(Beginning of Extract)

The former are expressing their opinions on a forum devoted to just that (well, not the SPECIFIC forum, but you get what I mean) and the latter is trying to tell them that they can’t.
Who sounds like they’re more in the wrong?
Besides,
If it bugs you so darn much, how come you keep opening the thread? It’s not like it’s the only one on the board.
CanvasShoes, you are totally right. If I may, I’d like to follow up on your post.
When I was a teenager and in my early twenties, I was extremely maladjusted. I did a lot of wrong things, said a lot of wrong things, and often looked terrible. Every so often, I would attract the attention of a “normal” person who would take it upon hirself to “help” me by telling me everything I was doing wrong, but not giving me any advice or instruction on what I should do. There were also some people who decided I had to be flung up against the wall and told The Truth About Myself. Now, granted, a lot of my problems were of my own doing, but just telling me that didn’t help me to change.
I well remember the feelings of terror, panic and helplessness I would get after these sessions. “Oh my god…do I really look like that? Do I really sound like that? All the time? Do people really think that? Yes, I know they were laughing at me, but what can I do about it?”

(End of Extract)

**Task instructions**
A) In the forum post, what did the "normal" people who tried to help the writer fail to offer?
B) Continue the forum post from its last sentence.

(Beginning of Listed entries)

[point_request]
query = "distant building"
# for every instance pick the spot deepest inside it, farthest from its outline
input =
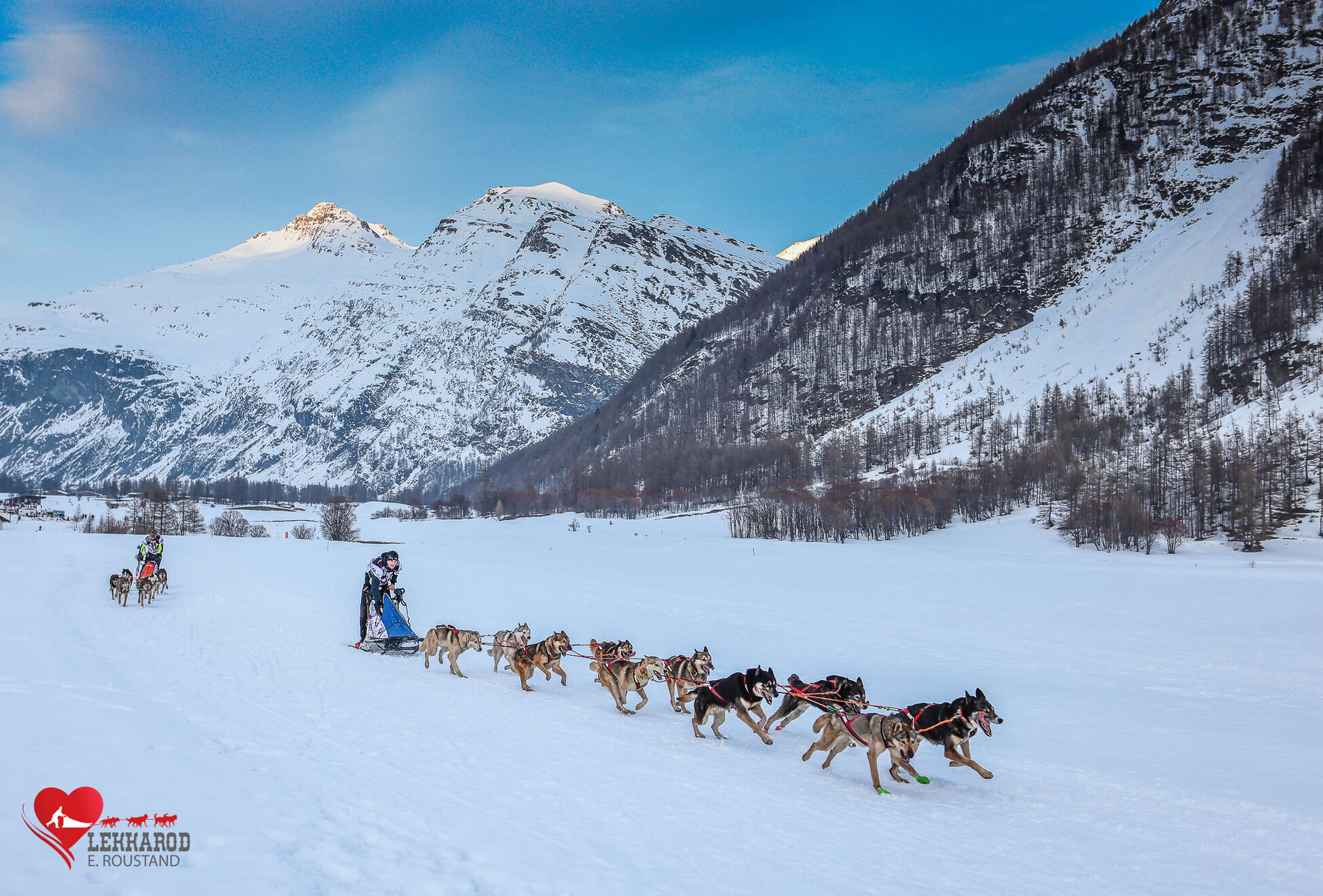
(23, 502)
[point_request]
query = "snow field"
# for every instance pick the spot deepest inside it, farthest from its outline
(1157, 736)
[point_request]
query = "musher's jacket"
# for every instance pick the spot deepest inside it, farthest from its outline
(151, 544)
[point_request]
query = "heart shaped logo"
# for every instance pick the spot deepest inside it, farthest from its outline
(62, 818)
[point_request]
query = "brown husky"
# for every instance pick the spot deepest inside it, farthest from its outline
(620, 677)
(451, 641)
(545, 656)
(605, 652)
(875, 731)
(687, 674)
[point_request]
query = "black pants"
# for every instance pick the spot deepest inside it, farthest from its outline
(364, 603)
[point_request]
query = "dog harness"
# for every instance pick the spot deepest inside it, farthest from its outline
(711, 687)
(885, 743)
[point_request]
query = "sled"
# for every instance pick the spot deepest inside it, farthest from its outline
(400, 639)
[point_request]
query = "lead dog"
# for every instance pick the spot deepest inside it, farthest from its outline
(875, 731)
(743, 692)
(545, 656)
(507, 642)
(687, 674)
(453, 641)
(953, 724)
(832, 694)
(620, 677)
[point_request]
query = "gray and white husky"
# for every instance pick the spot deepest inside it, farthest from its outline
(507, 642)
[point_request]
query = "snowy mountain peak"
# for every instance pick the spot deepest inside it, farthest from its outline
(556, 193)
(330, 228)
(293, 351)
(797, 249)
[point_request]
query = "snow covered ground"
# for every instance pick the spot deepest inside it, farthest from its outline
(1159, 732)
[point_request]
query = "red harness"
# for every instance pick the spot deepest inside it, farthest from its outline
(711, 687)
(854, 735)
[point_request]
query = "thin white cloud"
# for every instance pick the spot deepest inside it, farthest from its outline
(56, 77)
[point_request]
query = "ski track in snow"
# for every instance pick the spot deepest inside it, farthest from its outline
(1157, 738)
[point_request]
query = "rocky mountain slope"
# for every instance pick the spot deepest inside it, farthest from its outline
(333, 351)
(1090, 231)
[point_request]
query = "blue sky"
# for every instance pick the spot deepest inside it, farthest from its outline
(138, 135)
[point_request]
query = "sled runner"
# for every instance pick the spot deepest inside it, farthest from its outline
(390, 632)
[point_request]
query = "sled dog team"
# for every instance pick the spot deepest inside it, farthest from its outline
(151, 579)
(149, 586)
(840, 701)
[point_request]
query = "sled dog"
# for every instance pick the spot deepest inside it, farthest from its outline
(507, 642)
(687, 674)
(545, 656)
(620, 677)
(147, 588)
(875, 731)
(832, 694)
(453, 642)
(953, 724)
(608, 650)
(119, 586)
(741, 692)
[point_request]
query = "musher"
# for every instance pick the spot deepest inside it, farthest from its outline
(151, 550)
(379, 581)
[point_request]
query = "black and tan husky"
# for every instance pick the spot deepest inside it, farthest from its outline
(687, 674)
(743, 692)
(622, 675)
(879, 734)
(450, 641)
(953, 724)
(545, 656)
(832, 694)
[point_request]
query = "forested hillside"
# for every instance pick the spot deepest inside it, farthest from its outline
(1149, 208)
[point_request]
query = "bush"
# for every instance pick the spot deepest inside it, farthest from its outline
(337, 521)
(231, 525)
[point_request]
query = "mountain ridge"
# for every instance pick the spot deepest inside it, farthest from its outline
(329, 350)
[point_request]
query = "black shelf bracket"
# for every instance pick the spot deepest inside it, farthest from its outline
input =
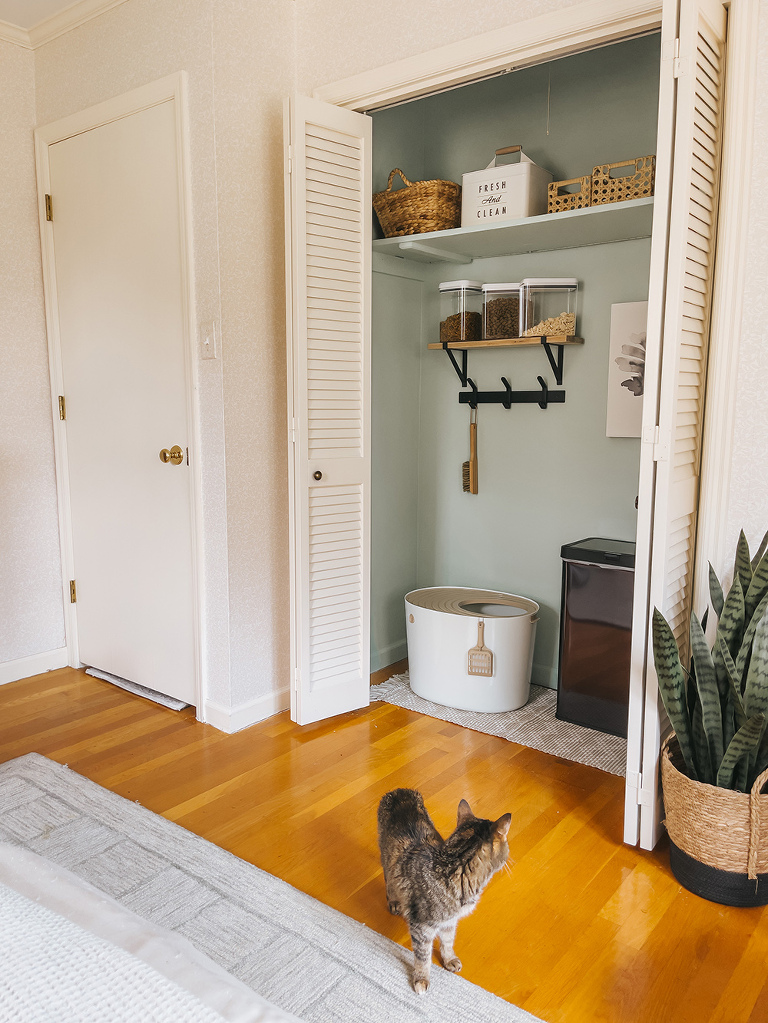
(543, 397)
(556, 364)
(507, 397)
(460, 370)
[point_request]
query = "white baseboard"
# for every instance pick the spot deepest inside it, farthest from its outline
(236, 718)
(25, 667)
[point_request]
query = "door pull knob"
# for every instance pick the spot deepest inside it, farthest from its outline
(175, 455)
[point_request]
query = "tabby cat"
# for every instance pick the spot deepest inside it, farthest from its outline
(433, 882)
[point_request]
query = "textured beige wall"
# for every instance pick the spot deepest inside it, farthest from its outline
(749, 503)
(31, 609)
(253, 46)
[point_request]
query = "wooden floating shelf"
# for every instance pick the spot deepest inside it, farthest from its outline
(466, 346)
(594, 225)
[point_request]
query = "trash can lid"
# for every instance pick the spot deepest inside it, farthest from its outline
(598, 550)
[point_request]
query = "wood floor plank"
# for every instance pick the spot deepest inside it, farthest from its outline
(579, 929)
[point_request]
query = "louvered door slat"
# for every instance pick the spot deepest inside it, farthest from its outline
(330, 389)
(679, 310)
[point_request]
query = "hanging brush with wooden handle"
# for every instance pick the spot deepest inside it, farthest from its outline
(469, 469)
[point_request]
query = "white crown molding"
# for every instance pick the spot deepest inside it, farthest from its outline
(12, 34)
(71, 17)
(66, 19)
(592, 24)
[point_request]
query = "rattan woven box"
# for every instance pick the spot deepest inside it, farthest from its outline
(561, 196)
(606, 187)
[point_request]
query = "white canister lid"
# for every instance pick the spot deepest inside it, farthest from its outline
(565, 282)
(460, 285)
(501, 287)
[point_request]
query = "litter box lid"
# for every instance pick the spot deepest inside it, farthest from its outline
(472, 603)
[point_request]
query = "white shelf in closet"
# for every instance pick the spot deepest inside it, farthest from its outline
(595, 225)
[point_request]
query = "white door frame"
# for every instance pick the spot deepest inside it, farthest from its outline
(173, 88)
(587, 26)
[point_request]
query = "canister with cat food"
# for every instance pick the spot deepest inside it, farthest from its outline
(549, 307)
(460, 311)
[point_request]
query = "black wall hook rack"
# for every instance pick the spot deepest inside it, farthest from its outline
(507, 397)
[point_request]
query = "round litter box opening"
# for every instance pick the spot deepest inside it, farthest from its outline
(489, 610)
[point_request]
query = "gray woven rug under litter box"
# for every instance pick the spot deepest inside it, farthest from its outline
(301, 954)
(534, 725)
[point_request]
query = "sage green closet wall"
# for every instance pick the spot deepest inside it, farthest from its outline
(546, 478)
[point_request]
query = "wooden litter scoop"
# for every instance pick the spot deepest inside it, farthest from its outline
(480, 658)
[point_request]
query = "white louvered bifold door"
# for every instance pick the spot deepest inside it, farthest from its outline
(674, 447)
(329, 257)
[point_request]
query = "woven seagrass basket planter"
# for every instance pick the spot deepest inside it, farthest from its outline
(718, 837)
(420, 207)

(End of Listed entries)
(Beginning of Listed entries)

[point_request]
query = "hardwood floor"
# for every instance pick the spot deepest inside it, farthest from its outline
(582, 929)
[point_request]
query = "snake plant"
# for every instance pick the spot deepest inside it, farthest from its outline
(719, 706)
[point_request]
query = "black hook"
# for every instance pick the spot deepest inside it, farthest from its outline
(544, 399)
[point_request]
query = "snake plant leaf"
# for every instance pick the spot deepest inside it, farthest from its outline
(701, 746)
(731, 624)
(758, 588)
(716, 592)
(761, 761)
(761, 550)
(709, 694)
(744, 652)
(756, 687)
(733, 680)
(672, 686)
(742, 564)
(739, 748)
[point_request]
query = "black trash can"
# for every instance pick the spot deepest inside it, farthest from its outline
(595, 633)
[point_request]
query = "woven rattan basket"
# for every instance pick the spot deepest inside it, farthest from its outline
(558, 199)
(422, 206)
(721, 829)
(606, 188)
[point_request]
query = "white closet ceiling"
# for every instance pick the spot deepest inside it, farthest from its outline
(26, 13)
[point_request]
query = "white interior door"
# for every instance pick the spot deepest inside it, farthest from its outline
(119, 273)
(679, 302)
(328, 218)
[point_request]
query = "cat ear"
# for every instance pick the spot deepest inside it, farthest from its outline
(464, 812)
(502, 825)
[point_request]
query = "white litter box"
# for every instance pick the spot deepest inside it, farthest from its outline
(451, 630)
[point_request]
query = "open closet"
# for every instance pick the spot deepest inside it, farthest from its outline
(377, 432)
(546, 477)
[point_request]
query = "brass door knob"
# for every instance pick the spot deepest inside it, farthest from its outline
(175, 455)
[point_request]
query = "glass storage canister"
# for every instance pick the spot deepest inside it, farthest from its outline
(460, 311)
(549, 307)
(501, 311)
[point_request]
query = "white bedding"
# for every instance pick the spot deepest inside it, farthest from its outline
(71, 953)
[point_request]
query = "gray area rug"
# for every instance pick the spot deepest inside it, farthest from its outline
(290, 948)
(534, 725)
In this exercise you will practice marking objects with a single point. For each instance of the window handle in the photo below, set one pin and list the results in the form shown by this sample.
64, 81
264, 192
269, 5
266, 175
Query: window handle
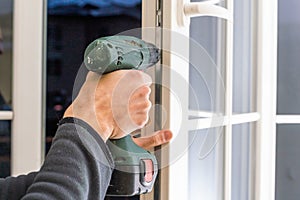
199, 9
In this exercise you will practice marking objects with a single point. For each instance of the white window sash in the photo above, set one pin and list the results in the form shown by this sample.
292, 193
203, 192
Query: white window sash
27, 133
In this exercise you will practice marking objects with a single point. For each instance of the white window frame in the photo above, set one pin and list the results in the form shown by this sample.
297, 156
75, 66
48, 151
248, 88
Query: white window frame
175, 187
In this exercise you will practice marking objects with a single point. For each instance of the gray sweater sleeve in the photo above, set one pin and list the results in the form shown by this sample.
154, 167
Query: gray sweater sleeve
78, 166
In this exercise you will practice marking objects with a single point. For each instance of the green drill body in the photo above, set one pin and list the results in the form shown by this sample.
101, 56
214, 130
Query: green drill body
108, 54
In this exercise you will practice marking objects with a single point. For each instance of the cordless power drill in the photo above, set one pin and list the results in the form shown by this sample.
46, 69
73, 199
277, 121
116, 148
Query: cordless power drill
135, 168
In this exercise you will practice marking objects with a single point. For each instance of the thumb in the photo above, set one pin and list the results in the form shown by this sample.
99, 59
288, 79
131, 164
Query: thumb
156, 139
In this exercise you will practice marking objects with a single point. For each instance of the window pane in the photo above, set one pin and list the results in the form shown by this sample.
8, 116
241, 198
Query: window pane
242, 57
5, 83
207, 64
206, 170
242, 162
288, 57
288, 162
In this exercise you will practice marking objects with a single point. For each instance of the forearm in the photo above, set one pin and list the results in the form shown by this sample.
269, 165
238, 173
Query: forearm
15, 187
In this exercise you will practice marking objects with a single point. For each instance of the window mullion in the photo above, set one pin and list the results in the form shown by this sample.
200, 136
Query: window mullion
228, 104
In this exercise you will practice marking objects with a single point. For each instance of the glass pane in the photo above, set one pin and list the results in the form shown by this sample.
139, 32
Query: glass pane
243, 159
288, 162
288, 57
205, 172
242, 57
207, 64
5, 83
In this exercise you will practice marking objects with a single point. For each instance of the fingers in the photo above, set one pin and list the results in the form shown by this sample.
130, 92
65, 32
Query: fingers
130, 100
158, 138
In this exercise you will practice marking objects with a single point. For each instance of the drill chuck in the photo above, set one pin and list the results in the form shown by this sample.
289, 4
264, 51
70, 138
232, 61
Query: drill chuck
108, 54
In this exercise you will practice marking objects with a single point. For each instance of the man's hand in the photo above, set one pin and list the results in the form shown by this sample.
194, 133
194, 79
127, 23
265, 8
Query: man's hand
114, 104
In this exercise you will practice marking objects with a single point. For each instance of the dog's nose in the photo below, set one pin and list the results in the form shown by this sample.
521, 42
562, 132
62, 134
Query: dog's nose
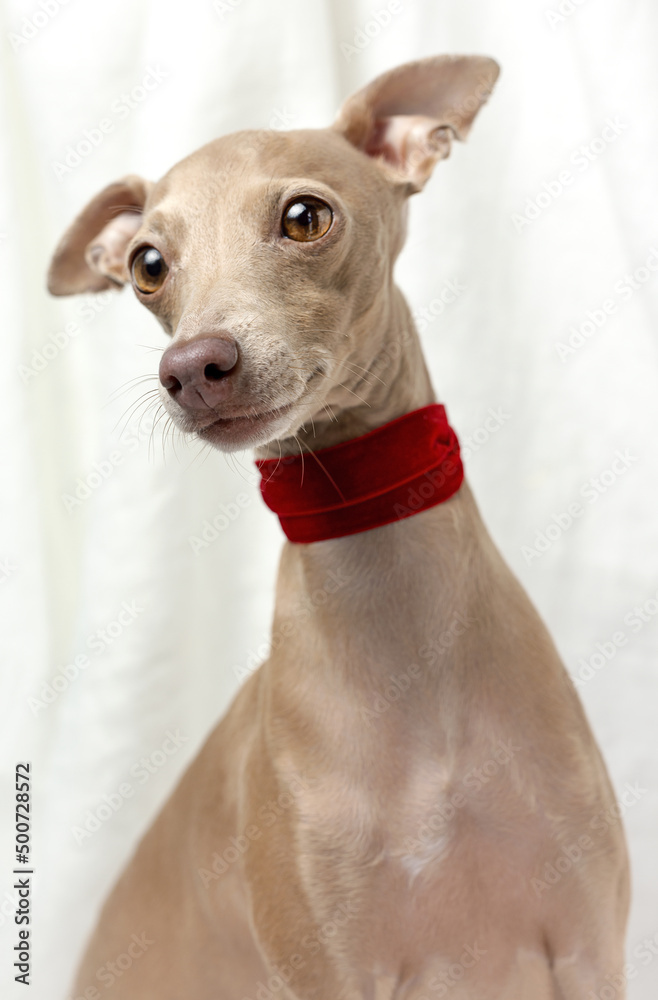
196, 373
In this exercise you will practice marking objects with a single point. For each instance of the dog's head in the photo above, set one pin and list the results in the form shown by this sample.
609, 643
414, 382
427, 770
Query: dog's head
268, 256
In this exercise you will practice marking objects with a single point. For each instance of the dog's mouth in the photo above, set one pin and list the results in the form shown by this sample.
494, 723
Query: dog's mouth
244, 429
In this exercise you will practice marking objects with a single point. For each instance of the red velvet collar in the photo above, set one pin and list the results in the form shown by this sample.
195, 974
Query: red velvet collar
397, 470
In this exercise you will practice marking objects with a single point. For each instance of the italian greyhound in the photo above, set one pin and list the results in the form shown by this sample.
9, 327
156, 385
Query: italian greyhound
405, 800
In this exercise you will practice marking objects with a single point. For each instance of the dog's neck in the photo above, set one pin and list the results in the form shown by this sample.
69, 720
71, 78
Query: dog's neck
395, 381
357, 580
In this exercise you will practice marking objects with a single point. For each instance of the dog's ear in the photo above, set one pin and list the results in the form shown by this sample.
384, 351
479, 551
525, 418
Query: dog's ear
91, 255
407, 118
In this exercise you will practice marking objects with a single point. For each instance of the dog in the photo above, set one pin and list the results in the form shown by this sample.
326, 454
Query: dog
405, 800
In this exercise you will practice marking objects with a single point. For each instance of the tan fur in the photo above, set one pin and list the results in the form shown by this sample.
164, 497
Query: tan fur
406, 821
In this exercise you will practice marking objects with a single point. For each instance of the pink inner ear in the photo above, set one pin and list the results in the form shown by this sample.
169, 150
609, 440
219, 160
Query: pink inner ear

(End of Listed entries)

**Responses in order**
A) They gave no advice or instruction on what the writer should do.

B)
“You just have to change.”
“HOW?!”
“…”
So I would be thrust even further downwards into depression and self-loathing, and even deeper into the rut that fostered this behavior in the first place. If any of the “helpful” types had ever followed through on their vague offers of makeovers and so forth (coaching me in how to walk properly would have been a great idea), that would have helped immensely. Not only because I would have learned what to do/say/wear and so on, but also because the simple fact of someone spending time with me and treating me like I was worth something would have been the boost I needed to sustain proper behavior patterns.
So I was left with the certainty that it was too late to save my reputation, so why bother? As such, I think I know how I_D_B_B must feel. Like there have been so many wrong turns and bad decisions already, she’ll never be able to recoup…so why bother.
Yeah, but also, many people aren’t as good at answering that first question as they think they are. Or, regarding the second request, they may think they’re teaching, but criticism is not instruction.
I don’t think any the people I referenced above ever took into account, or knew, how hard it is to walk “properly” when you’ve just been told that “everyone” goes out of their way to watch you, and “you always do it and everyone laughs at you”. And the people who would say, “See, when you’re nervous, your shoulders go up—there they go again—STOP IT!” Yeah, that really made me less self-conscious. It’s much easier, and more productive, to remember one thing to do than twenty things not to do. But I had no idea what that one thing might be, so I alernated between trying to not do the twenty things, and just saying the hell with it.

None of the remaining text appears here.